───── INPUT MATERIAL

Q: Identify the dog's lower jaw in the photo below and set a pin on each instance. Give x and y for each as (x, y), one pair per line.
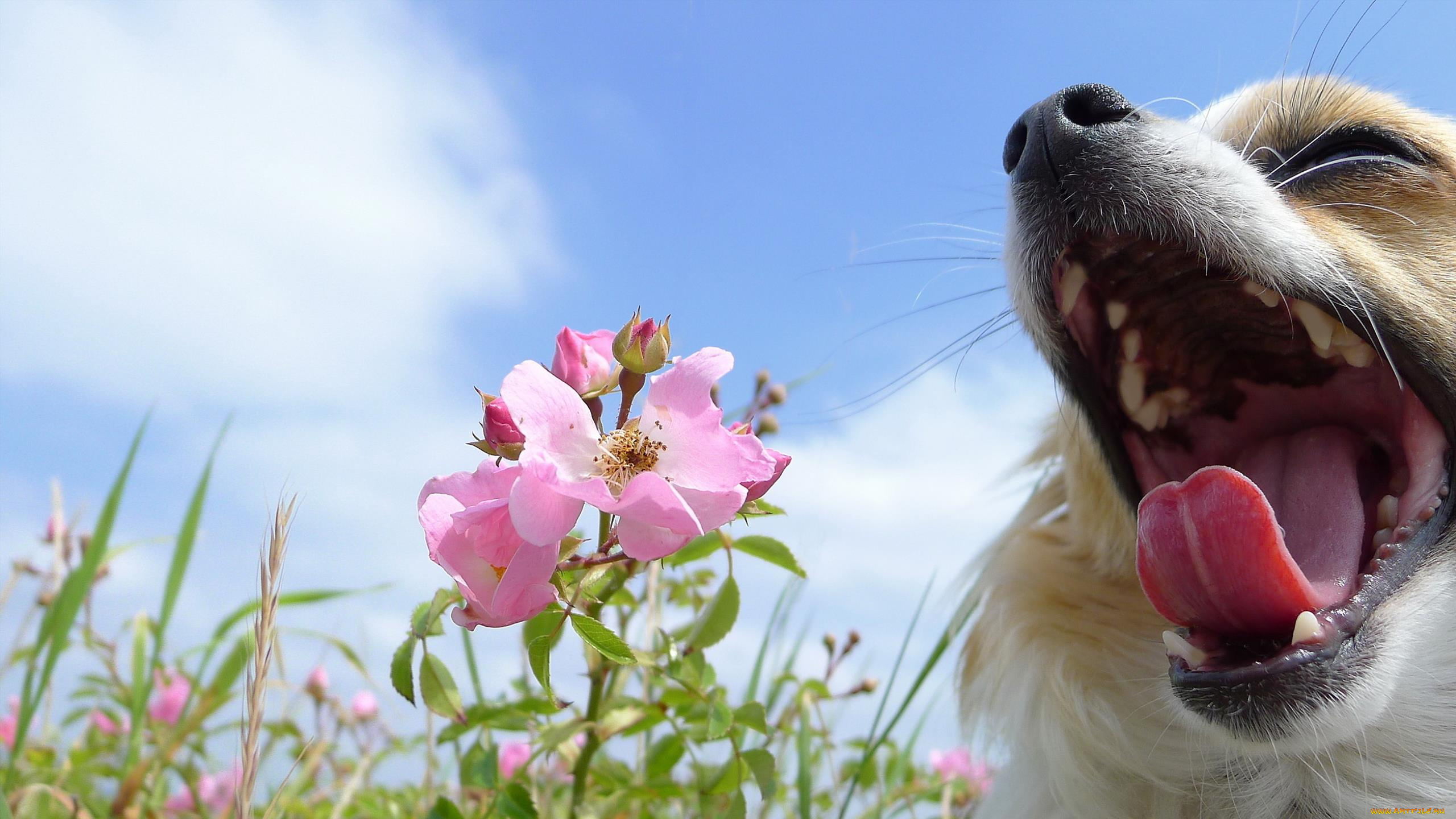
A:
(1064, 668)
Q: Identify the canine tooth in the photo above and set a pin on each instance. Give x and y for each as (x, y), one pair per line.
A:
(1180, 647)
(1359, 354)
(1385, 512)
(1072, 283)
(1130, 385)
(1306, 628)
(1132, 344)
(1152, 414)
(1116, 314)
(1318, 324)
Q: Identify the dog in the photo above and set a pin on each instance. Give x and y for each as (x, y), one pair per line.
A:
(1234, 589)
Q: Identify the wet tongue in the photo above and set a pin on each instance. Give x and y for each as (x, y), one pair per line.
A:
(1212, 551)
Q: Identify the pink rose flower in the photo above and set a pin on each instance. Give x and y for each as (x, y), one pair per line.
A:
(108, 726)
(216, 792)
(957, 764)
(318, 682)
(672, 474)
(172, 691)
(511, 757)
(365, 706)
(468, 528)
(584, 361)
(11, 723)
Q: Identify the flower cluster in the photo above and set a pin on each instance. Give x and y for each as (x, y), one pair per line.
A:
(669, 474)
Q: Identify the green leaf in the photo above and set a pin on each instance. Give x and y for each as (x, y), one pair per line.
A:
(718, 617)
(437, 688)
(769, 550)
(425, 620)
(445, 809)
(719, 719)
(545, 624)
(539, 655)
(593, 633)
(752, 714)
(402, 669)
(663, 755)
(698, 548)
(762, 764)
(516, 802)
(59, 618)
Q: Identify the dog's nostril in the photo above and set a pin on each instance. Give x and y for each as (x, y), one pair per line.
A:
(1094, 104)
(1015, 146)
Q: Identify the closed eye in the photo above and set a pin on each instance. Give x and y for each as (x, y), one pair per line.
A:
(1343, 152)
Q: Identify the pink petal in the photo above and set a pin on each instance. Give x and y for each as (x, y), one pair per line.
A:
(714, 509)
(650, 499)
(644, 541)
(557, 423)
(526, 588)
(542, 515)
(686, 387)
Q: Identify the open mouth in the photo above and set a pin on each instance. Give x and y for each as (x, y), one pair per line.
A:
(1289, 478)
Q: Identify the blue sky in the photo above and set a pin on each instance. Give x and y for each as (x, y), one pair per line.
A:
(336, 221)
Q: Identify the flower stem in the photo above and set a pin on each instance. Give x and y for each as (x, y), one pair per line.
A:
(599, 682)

──────────

— YOUR OBJECTIVE —
Please reproduce verbatim the lines of the data above from the line holding "Q: Identify the canine" to the line holding "(1318, 324)", both included.

— ANSWER —
Q: Identify the canine tooth in the photo above and set a pin on each instance. Give x and y for each as (x, y), one pair per line.
A:
(1180, 647)
(1359, 354)
(1385, 512)
(1072, 283)
(1130, 385)
(1306, 628)
(1132, 344)
(1152, 414)
(1116, 314)
(1318, 324)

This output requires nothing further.